[Part of a data file]
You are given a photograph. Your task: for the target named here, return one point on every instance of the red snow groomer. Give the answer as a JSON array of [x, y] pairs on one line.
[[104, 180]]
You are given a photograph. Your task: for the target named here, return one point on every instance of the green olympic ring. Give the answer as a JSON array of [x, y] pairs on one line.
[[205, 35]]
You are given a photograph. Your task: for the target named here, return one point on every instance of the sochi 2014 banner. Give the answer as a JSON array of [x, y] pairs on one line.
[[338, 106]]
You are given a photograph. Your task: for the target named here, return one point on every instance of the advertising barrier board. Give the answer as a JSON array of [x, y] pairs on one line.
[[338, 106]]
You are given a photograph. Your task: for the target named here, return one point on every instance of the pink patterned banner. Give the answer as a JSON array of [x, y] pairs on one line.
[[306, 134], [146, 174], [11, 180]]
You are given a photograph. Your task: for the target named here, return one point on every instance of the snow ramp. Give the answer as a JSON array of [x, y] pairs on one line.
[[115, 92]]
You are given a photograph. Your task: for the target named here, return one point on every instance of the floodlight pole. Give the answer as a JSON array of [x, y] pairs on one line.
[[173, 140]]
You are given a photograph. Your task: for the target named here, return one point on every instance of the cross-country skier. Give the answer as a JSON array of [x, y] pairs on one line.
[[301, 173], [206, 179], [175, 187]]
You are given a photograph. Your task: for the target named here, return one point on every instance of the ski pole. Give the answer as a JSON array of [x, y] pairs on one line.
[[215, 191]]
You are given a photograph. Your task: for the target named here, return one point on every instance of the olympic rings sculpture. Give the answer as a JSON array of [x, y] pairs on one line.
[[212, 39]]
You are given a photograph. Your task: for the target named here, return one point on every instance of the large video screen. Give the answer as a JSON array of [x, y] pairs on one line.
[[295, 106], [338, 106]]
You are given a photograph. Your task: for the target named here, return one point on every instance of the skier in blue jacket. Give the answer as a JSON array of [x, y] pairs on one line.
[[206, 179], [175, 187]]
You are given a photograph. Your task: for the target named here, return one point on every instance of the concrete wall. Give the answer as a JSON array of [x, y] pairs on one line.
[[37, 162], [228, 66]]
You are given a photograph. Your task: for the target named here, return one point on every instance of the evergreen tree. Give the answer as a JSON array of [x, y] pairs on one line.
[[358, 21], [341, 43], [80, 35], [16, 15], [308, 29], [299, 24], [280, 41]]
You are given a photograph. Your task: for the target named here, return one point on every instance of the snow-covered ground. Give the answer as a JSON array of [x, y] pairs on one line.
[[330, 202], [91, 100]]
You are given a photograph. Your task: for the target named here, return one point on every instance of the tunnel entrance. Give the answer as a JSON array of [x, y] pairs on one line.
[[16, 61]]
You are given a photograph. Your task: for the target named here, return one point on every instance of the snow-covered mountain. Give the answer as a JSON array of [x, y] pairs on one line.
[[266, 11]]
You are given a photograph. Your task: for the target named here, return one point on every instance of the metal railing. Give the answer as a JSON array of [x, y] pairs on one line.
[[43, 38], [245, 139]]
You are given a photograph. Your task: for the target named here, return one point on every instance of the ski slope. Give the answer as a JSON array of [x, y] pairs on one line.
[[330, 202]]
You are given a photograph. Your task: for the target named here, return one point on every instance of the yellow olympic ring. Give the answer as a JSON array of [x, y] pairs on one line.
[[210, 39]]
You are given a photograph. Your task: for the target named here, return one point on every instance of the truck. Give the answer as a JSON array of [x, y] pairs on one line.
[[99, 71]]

● **What is asked**
Copy the part of the records above that begins with the line containing "of the olympic" and ends with the line containing "[[295, 106], [338, 106]]", reproducing both of those lines and every line between them.

● **Response**
You are given a photograph. Your task: for the target named here, return one point on every instance of the olympic rings sculpture. Give the answer as a JSON array of [x, y] pairs on one line.
[[212, 39]]
You are given a photograph. Your task: for the target named here, return one point on every instance of the large video screen. Give the answer as a JSON array of [x, y] pairs on one line.
[[295, 106], [338, 106]]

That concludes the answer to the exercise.